[StBernard] Flood report stirs emotions

Westley Annis westley at da-parish.com
Tue Apr 25 09:47:09 EDT 2006


Flood report stirs emotions

Corps official tells committee overtopping had large role

By WILL SENTELL
Capitol news bureau
Published: Apr 25, 2006


A top federal official ignited controversy Monday when he said overtopped
rather than breached levees accounted for much of the water than engulfed
New Orleans after Hurricane Katrina.

A federal investigation due out in June will say just that, Dan Hitchings,
director of Task Force Hope for the U.S. Army Corps of Engineers, told a
House committee.

Hitchings' comment was disputed moments later by Ivor L. van Heerden, an LSU
professor in charge of Louisiana's investigation of what happened to the
levees.

"Eighty-seven percent of all water that got into New Orleans was because of
levee breaches," van Heerden told the House Committee on Transportation,
Highways and Public Works.

He suggested that the Corps of Engineers was mostly to blame because the
agency relied on 1959 data and other pitfalls in mapping out worst-case
storm scenarios.

"Design, design, design," van Heerden said of why the levees failed.

The dispute is a key part of the post-Katrina debate.

+===+

> _SHORT TASK_: Carry the levee article on the New Orleans flooding forward from its final sentence. These rows have no connection to the levee article.

(Coordinate annotation records)
+===+

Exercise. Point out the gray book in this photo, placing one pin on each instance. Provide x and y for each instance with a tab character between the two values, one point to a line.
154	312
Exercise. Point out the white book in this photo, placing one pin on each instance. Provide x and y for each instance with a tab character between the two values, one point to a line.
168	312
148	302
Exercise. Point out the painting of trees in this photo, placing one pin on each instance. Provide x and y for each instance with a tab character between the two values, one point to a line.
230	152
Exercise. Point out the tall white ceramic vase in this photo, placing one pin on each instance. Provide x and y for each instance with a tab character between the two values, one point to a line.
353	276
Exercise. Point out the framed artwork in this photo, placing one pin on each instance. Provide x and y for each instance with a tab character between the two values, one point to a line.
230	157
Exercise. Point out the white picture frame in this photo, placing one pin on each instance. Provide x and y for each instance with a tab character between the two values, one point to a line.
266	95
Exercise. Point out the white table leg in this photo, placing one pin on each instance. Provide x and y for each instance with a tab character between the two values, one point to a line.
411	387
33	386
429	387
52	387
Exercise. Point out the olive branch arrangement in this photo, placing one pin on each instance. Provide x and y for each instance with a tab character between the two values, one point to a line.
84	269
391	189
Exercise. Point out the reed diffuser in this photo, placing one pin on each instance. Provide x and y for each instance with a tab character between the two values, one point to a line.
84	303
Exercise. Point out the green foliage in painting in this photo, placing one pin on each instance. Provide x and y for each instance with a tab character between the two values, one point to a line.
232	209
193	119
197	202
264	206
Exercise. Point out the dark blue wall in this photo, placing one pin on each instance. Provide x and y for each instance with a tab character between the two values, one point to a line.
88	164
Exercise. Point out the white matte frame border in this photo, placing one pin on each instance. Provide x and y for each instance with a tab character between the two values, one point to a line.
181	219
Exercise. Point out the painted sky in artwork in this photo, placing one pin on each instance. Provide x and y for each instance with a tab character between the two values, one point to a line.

+===+

> _SOLVED EXERCISE_:
Water rising over levees suggests much of the storm damage stemmed from an
act of God that was all but impossible to predict.

Levee breaks fuel arguments that that poorly designed levees are mostly to
blame, which would put the responsibility on the federal government,
including the Corps of Engineers.

The sometimes-tense hearing was held to update lawmakers on a wide range of
levee improvements, repairs in progress and what went wrong when Katrina
struck on Aug. 29.

Hitchings told the committee that, once the federal investigation is over,
it will show that even without the breaches a significant amount of water
would have entered the city because of overtopped levees.

Rep. Tim Burns, R-Mandeville and sponsor of the resolution that triggered
the hearing, sounded incredulous.

Burns asked Hitchings whether he understood Hitchings to say that overtopped
levees accounted for much of the damage rather than levee breaches.

"That's correct," Hitchings replied.

Much of the damage to homes in the Lower 9th Ward stemmed from breaches, he
said. But lots of that flooding would have taken place anyway because of the
overtopping, Hitchings added.

He said the breaches did play a big role in the speed of the destruction.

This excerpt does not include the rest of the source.